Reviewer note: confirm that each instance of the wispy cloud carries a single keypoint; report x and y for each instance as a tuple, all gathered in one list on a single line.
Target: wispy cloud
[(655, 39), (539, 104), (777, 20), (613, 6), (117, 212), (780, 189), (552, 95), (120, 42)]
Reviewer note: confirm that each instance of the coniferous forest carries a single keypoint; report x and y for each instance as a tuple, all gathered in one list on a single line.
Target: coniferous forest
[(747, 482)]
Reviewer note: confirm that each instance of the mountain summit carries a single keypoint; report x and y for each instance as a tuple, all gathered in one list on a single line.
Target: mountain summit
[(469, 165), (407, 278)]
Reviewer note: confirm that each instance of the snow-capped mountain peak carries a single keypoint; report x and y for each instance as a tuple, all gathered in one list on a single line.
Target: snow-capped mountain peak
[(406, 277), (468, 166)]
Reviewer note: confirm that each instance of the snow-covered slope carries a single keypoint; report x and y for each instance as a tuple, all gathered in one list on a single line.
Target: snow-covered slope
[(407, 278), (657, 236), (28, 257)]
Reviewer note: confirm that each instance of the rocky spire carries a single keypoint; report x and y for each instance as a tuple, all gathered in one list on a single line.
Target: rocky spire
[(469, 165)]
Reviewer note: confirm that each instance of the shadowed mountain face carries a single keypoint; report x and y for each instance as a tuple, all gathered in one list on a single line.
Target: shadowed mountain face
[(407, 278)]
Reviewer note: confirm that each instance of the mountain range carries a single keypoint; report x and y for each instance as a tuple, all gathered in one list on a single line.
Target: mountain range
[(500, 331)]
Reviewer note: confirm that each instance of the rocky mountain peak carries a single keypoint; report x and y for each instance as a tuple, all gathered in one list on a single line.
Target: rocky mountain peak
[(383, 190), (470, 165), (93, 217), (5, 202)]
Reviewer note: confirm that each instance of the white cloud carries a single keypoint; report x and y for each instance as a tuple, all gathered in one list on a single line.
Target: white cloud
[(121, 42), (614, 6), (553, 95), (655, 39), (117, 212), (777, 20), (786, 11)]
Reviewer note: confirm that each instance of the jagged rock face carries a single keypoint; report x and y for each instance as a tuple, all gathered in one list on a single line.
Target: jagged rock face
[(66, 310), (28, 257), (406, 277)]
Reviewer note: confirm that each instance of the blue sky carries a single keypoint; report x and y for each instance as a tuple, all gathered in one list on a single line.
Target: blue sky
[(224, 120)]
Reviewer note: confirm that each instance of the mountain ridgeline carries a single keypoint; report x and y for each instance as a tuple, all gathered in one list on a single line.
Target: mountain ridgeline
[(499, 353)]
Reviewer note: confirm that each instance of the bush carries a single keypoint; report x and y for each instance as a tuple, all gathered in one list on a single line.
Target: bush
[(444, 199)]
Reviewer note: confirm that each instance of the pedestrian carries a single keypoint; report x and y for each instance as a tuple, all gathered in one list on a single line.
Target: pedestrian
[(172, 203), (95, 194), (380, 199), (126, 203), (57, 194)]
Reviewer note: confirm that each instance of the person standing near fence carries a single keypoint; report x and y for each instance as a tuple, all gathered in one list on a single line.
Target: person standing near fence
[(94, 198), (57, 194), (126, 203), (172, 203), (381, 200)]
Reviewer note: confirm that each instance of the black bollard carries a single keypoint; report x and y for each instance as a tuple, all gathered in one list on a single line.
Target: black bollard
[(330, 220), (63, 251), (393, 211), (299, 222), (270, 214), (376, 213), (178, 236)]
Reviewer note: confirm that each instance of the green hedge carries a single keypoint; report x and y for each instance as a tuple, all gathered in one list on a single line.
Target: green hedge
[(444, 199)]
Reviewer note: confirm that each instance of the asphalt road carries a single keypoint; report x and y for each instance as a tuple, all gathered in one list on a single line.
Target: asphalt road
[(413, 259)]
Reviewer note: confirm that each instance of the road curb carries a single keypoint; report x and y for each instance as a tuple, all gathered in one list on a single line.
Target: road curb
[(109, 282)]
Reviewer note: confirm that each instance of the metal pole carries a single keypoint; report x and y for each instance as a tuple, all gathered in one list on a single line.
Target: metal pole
----
**Prompt:**
Please extract every line of the entries above and reproduce each one verbatim, keeping the original order.

**Solution to the exercise:**
Reviewer note: confirm that each instance of the wispy cloud carries a single keypoint; report x and y for each instance as a tuple, all gathered in one list on a single line.
Target: wispy cloud
[(655, 39), (539, 104), (777, 20), (613, 6), (117, 212), (780, 189), (552, 95), (120, 42)]
Reviewer note: confirm that each instance of the coniferous forest carries a single keypoint; report x and y for each instance as a tuple, all gathered in one list on a single line.
Target: coniferous forest
[(747, 482)]
Reviewer note: confirm that each instance of the mountain summit carries a single keypoint; report x and y for each instance as a tuple, all gathered in one list on a single line.
Target: mountain summit
[(469, 165), (407, 278)]
Reviewer note: confirm that each instance of the snow-capped mountain peak carries a single keypoint; report x and y for each instance as a tuple, all gathered in one list on a single line.
Target: snow-capped mountain peak
[(406, 277), (468, 166)]
Reviewer note: confirm that each instance of the snow-covered slope carries a single keypoint; report x and y for each instance as a tuple, all gathered in one list on a single line.
Target: snow-covered slope
[(407, 278), (657, 236), (28, 257)]
Reviewer note: confirm that each instance of the rocky spire carries a single keypoint; report x and y for each instance as a tuple, all gathered in one list on a single line.
Target: rocky spire
[(469, 165)]
Reviewer note: confirm that each instance of the shadowed mountain face carries a single keypoint; report x and y for each instance as a tuple, all gathered in one list on a single line.
Target: shadowed mountain face
[(407, 278)]
Reviewer note: confirm that each instance of the mountain range carries a single keypoint; report x and y for each instance as a tuple, all gathered in one list on a single line.
Target: mountain range
[(500, 331)]
Reviewer note: confirm that each instance of the rocky mountain peak carries a single keypoint; report x and y for each instance as a tuple, all gathered in one list on a single line.
Target: rocky mountain peak
[(383, 190), (470, 165), (93, 217), (5, 202)]
Reviewer note: confirm that each instance of the white cloud carries a single keypoint; report x and y for each instance as a tuple, all gathered in one list on a single line.
Target: white cloud
[(121, 42), (614, 6), (553, 95), (655, 39), (117, 212), (777, 20), (786, 11)]
Reviewer note: confirm that each instance of the jagged rock face carries a single keypoint; report x and y for each instance as a tuple, all gathered in one list on a single line.
Target: jagged rock face
[(66, 310), (28, 257), (406, 277)]
Reviewer note: confirm that each instance of the blue sky carries a single keypoint; report x and y for each instance as a tuple, all gathered in one list on a single line.
Target: blue sky
[(224, 120)]
Reviewer note: confirm that each instance of the mountain ridgeline carries a single keypoint; report x and y for each instance as a tuple, all gathered in one list on a single line.
Target: mountain ridgeline
[(499, 353)]
Reviewer note: confirm that each instance of the bush carries a single keypoint; report x and y for each instance as a tuple, all gathered in one list on a single line.
Target: bush
[(444, 199)]
Reviewer note: confirm that each instance of the pedestrian carries a single keypoint; report x and y for each instance as a tuple, all gathered in one list on a single line.
Target: pedestrian
[(172, 203), (95, 194), (380, 199), (126, 203), (57, 194)]
Reviewer note: confirm that each instance of the person standing near fence carries a single keypoint; report x and y for each instance as a tuple, all gathered in one list on a single line.
Target: person standing near fence
[(94, 198), (57, 194), (126, 203), (172, 203), (381, 200)]
Reviewer note: confirm that each instance of the black bollard carries a single keypoint; report x and y for each instance as a tuple, all gathered in one list on a single line.
Target: black bollard
[(330, 220), (63, 251), (393, 211), (299, 222), (270, 214), (376, 213), (178, 236)]
Reviewer note: confirm that each instance of the green hedge carries a single keypoint; report x and y for each instance as a tuple, all gathered in one list on a single line.
Target: green hedge
[(444, 199)]
Reviewer note: confirm that each instance of the asphalt road carries a single keypoint; report x and y for each instance as a tuple, all gathered in one list on a single line.
Target: asphalt road
[(413, 259)]
Reviewer note: confirm that each instance of the road curb carries a single keypoint; report x and y for each instance as a tuple, all gathered in one list on a single line.
Target: road curb
[(109, 282)]
Reviewer note: confirm that each instance of the metal pole carries a single keypoint; report x and y for each instance as a tuple, all gathered in one list on a single line.
Target: metal pole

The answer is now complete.